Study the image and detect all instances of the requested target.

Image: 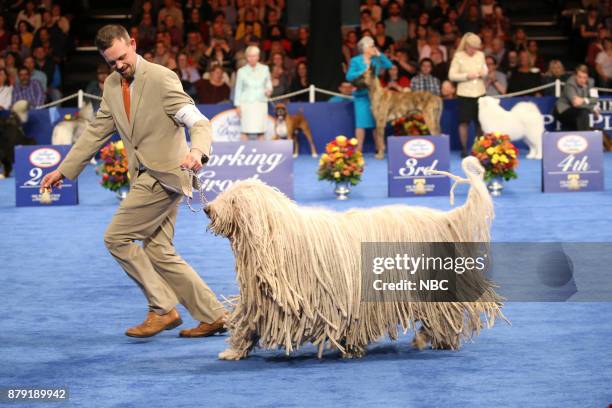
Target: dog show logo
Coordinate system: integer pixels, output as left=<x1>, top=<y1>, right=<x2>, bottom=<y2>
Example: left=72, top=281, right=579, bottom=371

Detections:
left=557, top=134, right=589, bottom=154
left=29, top=147, right=62, bottom=169
left=198, top=140, right=293, bottom=199
left=402, top=138, right=436, bottom=159
left=210, top=109, right=275, bottom=142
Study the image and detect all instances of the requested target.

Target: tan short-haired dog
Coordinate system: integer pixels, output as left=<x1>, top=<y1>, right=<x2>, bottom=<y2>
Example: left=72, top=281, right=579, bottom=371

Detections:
left=274, top=103, right=318, bottom=157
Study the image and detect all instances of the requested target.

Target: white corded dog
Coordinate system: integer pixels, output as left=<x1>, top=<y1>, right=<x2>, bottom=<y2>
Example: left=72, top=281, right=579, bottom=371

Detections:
left=478, top=96, right=544, bottom=159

| Work instructions |
Go through all the items above, swapping "Detections" for "Results" and keeping every other word unchanged. Omit the pictures from your answer.

| Answer to the exercise |
Study the image and detect all instances of the requested target.

Image: 
Target: dog show logo
Coordinate system: integer pixels, output as left=<x1>, top=<y1>, right=<x2>, bottom=<y2>
Example: left=72, top=281, right=579, bottom=371

Results:
left=557, top=134, right=589, bottom=154
left=29, top=147, right=62, bottom=169
left=198, top=140, right=293, bottom=199
left=402, top=138, right=436, bottom=159
left=210, top=109, right=275, bottom=142
Study the image and detect all instances of the requested target.

Target: tan short-haired dog
Coordinate system: integer pixels, output as left=<x1>, top=<y1>, right=<x2>, bottom=<y2>
Example: left=72, top=281, right=579, bottom=371

Results:
left=274, top=103, right=318, bottom=157
Study the image and detect all instances of the requested target.

Target: white corded dog
Coordinate system: integer pixels, output as left=<x1>, top=<y1>, right=<x2>, bottom=<y2>
Example: left=72, top=281, right=579, bottom=371

Results:
left=478, top=96, right=544, bottom=159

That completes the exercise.